Top of Data provided

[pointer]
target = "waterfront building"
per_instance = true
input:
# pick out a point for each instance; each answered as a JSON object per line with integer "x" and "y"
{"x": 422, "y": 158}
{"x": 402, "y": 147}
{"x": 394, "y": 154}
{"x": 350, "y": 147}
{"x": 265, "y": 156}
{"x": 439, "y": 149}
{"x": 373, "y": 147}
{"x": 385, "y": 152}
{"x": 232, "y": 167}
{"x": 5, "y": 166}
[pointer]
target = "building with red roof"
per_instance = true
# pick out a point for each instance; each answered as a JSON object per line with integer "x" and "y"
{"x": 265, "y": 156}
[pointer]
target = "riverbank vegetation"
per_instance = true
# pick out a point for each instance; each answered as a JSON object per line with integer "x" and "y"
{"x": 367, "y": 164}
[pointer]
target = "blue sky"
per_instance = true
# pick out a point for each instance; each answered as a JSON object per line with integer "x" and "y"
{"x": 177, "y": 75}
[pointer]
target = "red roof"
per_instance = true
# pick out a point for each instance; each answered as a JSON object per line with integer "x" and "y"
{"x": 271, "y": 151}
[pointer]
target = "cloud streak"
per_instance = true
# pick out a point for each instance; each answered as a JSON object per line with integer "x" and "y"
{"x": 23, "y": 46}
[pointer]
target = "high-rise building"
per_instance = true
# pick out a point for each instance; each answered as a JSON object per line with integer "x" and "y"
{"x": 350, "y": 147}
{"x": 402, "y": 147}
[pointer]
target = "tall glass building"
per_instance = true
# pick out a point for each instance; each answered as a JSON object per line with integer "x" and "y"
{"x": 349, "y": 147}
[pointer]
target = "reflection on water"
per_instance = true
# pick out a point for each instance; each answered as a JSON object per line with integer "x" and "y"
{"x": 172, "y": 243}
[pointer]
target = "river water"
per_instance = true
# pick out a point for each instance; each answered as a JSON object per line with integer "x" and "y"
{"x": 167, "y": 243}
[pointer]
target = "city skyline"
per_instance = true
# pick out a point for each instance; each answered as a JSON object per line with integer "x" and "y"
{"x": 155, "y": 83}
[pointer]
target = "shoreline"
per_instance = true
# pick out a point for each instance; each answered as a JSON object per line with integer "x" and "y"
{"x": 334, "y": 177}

Bottom of Data provided

● What the exercise asks: Using the records above, filter out every line that lacks the string "target" and copy the rest.

● Answer for the task:
target = "waterfront building"
target = "building with red roof"
target = "riverbank vegetation"
target = "blue sky"
target = "red roof"
target = "cloud streak"
target = "high-rise building"
target = "tall glass building"
target = "reflection on water"
target = "river water"
target = "city skyline"
target = "shoreline"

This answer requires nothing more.